Aufgabe 1 → Gib jede Zeile der Datensätze unten zurück, in der die Zeichenfolge „below“ vorkommt. Achte dabei auf Groß- und Kleinschreibung.

Auszug →
◇ ◇ ◇ ◇

Berichten zufolge wurden einige der entführten Männer zu ihren Familien zurückgebracht, vermutlich weil ihre sexuelle Orientierung von ihren Entführer_innen nicht bestätigt werden konnte. Sie sind aufgrund der örtlichen Homosexuellenfeindlichkeit jedoch weiterhin in großer Gefahr. Mitglieder der NGO namens Russisches LGBTI-Netzwerk haben diese Informationen bestätigt und eine telefonische Hotline eingerichtet, um denjenigen zu helfen, die sich außerhalb der Region in Sicherheit bringen möchten. Doch online gibt es auch anonyme Warnungen, dass einige dieser Hilfsangebote im Internet von den Täter_innen dazu genutzt werden könnten, weitere LGBTI ausfindig zu machen.
Die Reaktionen der tschetschenischen Behördenvertreter_innen variieren zwischen Leugnung – so zum Beispiel durch Alvi Karimov, dem Pressesprecher des Präsidenten der Republik Tschetschenien -, das Ganze als Witz abtun und weiteren versteckten Drohungen. Am 3. April kündigte der Pressesprecher der russischen Präsidialverwaltung Dimitry Peskov an, dass das Innenministerium “Informationen über die vermeintliche Verfolgung von Männern nicht traditioneller Orientierung prüft”.

SCHREIBE BITTE LUFTPOSTBRIEFE, FAXE ODER E-MAILS MIT FOLGENDEN FORDERUNGEN

  • Bitte führen Sie umgehend eine zielführende und umfassende Untersuchung der Berichte über die Entführung und Tötung von vermeintlich homosexuellen Männern in Tschetschenien durch und gewährleisten Sie, dass alle Täter*innen und Kompliz*innen solcher Verbrechen in Übereinstimmung mit den Gesetzen der Russischen Föderation vor Gericht gestellt werden.

◇ ◇ ◇ ◇

Rohdaten →

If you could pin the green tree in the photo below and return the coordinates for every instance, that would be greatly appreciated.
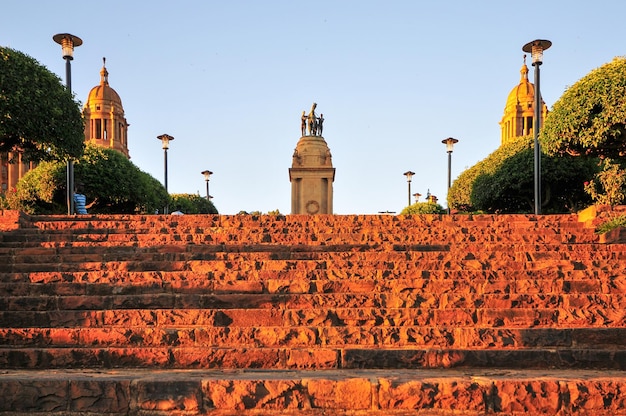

◇ ◇ ◇ ◇

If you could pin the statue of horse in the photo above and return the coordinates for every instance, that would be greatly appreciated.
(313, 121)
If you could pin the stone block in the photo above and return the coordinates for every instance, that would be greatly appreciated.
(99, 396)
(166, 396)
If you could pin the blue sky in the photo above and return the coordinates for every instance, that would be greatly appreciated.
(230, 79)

◇ ◇ ◇ ◇

Aufgabe 2 → Gib den Auszug oben über die Verfolgung homosexueller Männer in Tschetschenien vollständig und ohne jede Änderung wieder.

Lösung 1 →
If you could pin the green tree in the photo below and return the coordinates for every instance, that would be greatly appreciated.

Lösung 2 →
Berichten zufolge wurden einige der entführten Männer zu ihren Familien zurückgebracht, vermutlich weil ihre sexuelle Orientierung von ihren Entführer_innen nicht bestätigt werden konnte. Sie sind aufgrund der örtlichen Homosexuellenfeindlichkeit jedoch weiterhin in großer Gefahr. Mitglieder der NGO namens Russisches LGBTI-Netzwerk haben diese Informationen bestätigt und eine telefonische Hotline eingerichtet, um denjenigen zu helfen, die sich außerhalb der Region in Sicherheit bringen möchten. Doch online gibt es auch anonyme Warnungen, dass einige dieser Hilfsangebote im Internet von den Täter_innen dazu genutzt werden könnten, weitere LGBTI ausfindig zu machen.
Die Reaktionen der tschetschenischen Behördenvertreter_innen variieren zwischen Leugnung – so zum Beispiel durch Alvi Karimov, dem Pressesprecher des Präsidenten der Republik Tschetschenien -, das Ganze als Witz abtun und weiteren versteckten Drohungen. Am 3. April kündigte der Pressesprecher der russischen Präsidialverwaltung Dimitry Peskov an, dass das Innenministerium “Informationen über die vermeintliche Verfolgung von Männern nicht traditioneller Orientierung prüft”.

SCHREIBE BITTE LUFTPOSTBRIEFE, FAXE ODER E-MAILS MIT FOLGENDEN FORDERUNGEN

  • Bitte führen Sie umgehend eine zielführende und umfassende Untersuchung der Berichte über die Entführung und Tötung von vermeintlich homosexuellen Männern in Tschetschenien durch und gewährleisten Sie, dass alle Täter*innen und Kompliz*innen solcher Verbrechen in Übereinstimmung mit den Gesetzen der Russischen Föderation vor Gericht gestellt werden.